Trecho citado -
▼

No Brasil, dentro do governo federal, já há um debate para rebaixar a covid-19 para endemia, como vem falando o ministro da Saúde, Marcelo Queiroga, e o próprio presidente Jair Bolsonaro. O presidente chegou até a dizer que o Ministério da Saúde vai decretar “o fim da pandemia” nas próximas semanas.
A nível global, a OMS ainda tem cautela para fazer tal reclassificação por entender que há aumento de casos ocorrendo em diversos países, como na China, e a vacinação não avançar de forma igualitária pelo mundo, em especial em países africanos que não chegaram a níveis mínimos aceitáveis.
A África do Sul tem 29% de pessoas com o esquema completo de vacinação, e a Nigéria apenas 4%, de acordo com dados da plataforma Our World in Data, ligada à Universidade de Oxford.
Denise Garrett alerta que no mundo há 3 bilhões de pessoas que não receberam sequer a primeira dose. “Enquanto nos países ricos cerca de 80% das pessoas já tomaram pelo menos uma dose de vacina, em nações mais pobres este número é de 13%. É inviável vacinar o mundo todo anualmente, o que precisamos é aplicar as três doses agora”, diz.
A médica Rosana Onocko Campos, presidente da Associação Brasileira de Saúde Coletiva (Abrasco), lembra ainda os imunizantes liberados pela Agência Nacional de Vigilância Sanitária no Brasil não abrangem toda a população, deixando de fora crianças de zero a quatro anos.

▲

[Dados registrados]
▼

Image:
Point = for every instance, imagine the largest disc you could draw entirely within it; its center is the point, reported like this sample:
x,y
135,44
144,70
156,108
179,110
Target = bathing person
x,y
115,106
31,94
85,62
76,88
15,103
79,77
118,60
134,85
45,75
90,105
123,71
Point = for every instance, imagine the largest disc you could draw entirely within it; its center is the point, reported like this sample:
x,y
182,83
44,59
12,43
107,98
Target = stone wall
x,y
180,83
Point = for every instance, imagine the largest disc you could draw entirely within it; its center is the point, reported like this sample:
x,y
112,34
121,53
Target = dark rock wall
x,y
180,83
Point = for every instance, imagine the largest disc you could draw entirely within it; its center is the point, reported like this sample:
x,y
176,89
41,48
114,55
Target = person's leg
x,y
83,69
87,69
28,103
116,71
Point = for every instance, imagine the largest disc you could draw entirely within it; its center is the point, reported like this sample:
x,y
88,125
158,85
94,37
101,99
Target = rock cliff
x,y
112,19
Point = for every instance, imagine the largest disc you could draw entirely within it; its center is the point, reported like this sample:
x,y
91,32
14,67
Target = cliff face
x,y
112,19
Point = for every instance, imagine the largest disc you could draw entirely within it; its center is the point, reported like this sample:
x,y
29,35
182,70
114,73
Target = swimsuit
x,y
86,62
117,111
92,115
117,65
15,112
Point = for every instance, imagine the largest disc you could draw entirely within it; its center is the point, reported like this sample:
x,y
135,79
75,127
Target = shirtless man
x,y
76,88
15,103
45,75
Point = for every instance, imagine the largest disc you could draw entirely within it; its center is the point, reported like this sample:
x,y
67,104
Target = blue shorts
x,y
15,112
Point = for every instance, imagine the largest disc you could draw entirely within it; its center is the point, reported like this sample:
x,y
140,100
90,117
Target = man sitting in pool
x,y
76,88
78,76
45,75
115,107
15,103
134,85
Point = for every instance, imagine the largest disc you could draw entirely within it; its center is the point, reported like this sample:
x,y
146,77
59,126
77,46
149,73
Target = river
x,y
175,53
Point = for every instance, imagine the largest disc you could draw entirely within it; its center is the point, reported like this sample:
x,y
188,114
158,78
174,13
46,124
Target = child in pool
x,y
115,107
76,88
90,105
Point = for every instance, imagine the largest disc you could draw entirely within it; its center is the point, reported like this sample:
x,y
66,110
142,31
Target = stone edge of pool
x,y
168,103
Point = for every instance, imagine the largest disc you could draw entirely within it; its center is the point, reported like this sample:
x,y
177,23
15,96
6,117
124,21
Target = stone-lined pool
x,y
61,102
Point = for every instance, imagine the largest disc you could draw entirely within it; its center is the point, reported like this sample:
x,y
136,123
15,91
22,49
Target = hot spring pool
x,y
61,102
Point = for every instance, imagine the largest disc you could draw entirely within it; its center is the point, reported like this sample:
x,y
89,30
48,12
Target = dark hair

▲

Tarefa 1 - Reproduza o trecho sobre a covid-19 de "A África do" até "Universidade de Oxford.".
Tarefa 2 - Segundo o trecho sobre a covid-19, qual é a porcentagem de pessoas com o esquema completo de vacinação na Nigéria?
Este material não é necessário.

Resposta do exercício 1 -
A África do Sul tem 29% de pessoas com o esquema completo de vacinação, e a Nigéria apenas 4%, de acordo com dados da plataforma Our World in Data, ligada à Universidade de Oxford.

Resposta do exercício 2 - Apenas 4%.